Arbeitsauftrag ▸
Schreibe aus dem Auszug über die Philips-DP70-Projektoren die Passage zwischen „philips dp70 mit“ und „von W. Schietke.)“, beide Stellen eingeschlossen, wortgetreu ab.

Gegenüber dem 35mm-Film, den es entweder mit Lichtton oder mit 4-Kanal-Magnetton gab, wurde der 70mm-Film nur mit 6-Kanal-Magnetton angeboten. Die Universalprojektoren hatte der Kinobesitzer in der Regel nicht gemietet, so wie es bei den CINERAMA-Anlagen üblich war, sondern er kaufte die Maschinen. Damit auf Dauer keine unbezahlbaren Summen an Umbaukosten entstanden, konnten diese 70mm-Projektoren mit wenigen Handgriffen für den 35mm-Film umgerüstet werden.


Als Lichtquelle kam die "wassergekühlte" HI-Kohle zum Einsatz, die schon im Oktober 1960 beim ersten CINEMIRACLE-Film "Windjammer" die Bewährungsprobe bestanden hatte. Das Schönste an dieser Sache ist, dass Wilhelm Schietke damals die Projektionsanlage fotografierte und das Farbfoto (Bild 27) dieser "Regina-Filmtheater-Präsenz" gerne zur Verfügung stellt.


philips dp70 mit grossem lampenhaus
Bild 27: Der erste Einsatz der Universalprojektoren "Philips DP70" im Regina-Filmtheater. Für die wassergekühlten HI-Kohleelektroden, die sich in den großen Lampenhäusern befanden, wurden auch extra leistungsfähigere Gleichrichter benötigt.    (Das Foto ist Eigentum von W. Schietke.)


Im Vorführraum des Regina-Filmtheaters kamen kurz vor Weihnachten 1962 zum ersten Mal die "Philips DP70"-Projektoren für 35mm + 70mm-Filme zum Einsatz. Diese Projektoren waren von der Geschäftsleitung nicht für den ständigen Einsatz im Regina-Filmtheater vorgesehen, sondern sollten als "Wandermaschinen" für die hauseigenen Filmtheater dienen, in denen 70mm-Filmproduktionen zum Einsatz kommen sollten. Diese kostspieligen Umbauten wurden dann später doch unterlassen. Die "Philips DP70"-Projektoren waren nur kurze Zeit im Bildwerferraum des Regina-Filmtheaters in Betrieb.



Das Filmspulen-Einmaleins, Teil 1:

Gegenüber den "Bauer B12"-Projektoren und allen anderen 35mm-Projektoren, auf denen nur 600m-Filmspulen mit einer Laufzeit von maximal 22 Minuten abgespielt werden konnten, hatten die Spulentrommeln der "Philips DP70"-Projektoren generell ein Fassungsvermögen von 1300 Meter für die hauseigenen Filmspulen, die aus Aluminium gegossen wurden. Die 600m-Filmspulen, die für die "Bauer B12"-Projektoren verwendet wurden, passten nicht auf die Achsen der "DP70", weil durch das höhere Gewicht der 70mm-Filme die Spulenachsen einen Durchmesser von 12,7 Millimeter aufwiesen. Der Durchmesser der Achsen für die herkömmlichen Standardfilmspulen beträgt auch heute noch neun Millimeter und ist bei allen 35mm-Filmprojektoren zu finden, die Filmspulen bis zu 2000 Meter aufnehmen können.

Ausgewählte Einträge ▸
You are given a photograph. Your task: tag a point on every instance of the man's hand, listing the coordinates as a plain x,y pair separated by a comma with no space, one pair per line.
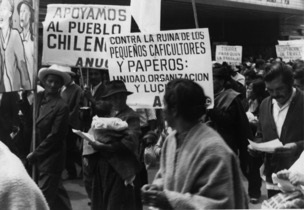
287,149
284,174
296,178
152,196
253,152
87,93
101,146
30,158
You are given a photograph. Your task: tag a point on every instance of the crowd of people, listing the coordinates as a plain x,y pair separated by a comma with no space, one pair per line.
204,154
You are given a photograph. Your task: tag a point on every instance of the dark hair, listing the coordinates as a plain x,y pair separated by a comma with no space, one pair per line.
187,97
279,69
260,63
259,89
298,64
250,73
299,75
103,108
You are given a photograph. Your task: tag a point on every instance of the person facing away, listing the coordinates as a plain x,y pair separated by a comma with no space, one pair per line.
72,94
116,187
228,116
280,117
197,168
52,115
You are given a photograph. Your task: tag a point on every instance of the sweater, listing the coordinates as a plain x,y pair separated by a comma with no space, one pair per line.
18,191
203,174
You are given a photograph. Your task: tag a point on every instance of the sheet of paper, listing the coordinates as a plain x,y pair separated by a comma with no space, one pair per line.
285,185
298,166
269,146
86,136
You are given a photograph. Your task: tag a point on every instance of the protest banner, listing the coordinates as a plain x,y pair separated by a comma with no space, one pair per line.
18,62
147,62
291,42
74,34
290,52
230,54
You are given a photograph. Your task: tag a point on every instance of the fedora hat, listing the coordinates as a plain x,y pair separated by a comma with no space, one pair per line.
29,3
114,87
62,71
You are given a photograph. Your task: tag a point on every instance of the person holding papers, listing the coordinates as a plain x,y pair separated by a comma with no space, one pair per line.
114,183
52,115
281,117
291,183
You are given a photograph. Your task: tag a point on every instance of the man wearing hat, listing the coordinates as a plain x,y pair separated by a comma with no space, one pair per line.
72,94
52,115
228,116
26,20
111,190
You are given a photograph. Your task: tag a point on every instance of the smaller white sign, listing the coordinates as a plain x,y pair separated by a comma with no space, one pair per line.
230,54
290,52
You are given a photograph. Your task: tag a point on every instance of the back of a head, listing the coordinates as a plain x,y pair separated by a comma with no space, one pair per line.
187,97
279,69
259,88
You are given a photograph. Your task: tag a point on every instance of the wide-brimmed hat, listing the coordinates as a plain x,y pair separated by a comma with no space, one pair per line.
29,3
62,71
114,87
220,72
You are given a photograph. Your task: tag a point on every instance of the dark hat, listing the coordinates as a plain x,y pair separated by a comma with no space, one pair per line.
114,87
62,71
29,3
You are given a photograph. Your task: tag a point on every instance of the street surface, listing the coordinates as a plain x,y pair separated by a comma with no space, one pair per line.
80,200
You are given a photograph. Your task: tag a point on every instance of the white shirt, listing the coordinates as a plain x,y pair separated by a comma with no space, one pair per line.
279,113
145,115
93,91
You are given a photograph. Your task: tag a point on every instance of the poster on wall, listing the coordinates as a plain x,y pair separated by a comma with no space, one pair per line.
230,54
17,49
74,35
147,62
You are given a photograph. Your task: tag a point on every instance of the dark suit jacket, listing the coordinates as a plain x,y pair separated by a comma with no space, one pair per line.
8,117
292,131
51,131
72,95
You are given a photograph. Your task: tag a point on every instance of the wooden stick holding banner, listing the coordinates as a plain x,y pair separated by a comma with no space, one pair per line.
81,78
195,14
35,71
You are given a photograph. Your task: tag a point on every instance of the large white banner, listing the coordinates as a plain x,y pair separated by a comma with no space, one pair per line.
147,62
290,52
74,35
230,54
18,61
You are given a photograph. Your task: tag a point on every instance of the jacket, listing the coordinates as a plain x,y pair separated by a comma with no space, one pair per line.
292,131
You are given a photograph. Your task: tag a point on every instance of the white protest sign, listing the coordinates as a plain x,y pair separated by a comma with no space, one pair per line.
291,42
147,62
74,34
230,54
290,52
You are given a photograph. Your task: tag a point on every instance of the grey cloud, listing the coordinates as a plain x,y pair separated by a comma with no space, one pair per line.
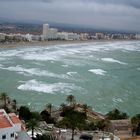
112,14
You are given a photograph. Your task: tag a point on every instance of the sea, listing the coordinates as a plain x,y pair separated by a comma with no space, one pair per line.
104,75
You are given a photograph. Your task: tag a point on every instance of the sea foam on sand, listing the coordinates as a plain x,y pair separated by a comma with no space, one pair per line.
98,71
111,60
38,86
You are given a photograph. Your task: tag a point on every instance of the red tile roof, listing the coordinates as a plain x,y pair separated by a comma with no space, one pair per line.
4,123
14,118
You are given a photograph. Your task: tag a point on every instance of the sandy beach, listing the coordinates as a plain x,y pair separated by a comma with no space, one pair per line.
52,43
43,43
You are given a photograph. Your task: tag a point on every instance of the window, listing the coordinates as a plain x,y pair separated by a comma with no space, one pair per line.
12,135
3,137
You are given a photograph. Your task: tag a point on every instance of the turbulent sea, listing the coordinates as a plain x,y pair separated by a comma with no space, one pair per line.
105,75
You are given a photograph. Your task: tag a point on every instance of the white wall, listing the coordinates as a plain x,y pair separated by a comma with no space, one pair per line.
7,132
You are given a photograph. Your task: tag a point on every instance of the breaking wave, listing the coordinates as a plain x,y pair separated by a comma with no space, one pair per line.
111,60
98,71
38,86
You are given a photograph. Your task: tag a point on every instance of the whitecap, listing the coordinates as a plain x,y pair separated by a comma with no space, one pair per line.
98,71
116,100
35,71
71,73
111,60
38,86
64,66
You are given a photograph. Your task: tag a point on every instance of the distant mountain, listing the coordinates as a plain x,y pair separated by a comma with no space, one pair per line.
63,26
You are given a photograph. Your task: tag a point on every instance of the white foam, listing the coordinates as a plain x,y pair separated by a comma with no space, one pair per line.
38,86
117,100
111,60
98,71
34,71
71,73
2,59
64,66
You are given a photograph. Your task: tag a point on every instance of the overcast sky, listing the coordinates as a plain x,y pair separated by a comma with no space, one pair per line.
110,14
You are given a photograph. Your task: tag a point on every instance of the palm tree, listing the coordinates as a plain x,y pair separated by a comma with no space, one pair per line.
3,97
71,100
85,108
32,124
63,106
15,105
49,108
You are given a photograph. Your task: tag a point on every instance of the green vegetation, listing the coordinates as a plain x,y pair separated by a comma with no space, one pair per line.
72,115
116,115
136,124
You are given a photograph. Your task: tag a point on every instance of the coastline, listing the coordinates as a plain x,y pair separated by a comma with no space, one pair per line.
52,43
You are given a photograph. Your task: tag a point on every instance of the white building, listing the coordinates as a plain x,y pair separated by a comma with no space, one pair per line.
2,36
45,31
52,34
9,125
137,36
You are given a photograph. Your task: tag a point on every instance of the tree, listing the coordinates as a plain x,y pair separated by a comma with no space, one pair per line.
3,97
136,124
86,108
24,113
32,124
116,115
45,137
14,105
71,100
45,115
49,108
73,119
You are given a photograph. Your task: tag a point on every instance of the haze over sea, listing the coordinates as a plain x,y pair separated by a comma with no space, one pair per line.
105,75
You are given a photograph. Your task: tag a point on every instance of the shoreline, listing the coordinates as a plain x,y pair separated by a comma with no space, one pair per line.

Musterlösung ▸
philips dp70 mit grossem lampenhaus
Bild 27: Der erste Einsatz der Universalprojektoren "Philips DP70" im Regina-Filmtheater. Für die wassergekühlten HI-Kohleelektroden, die sich in den großen Lampenhäusern befanden, wurden auch extra leistungsfähigere Gleichrichter benötigt.    (Das Foto ist Eigentum von W. Schietke.)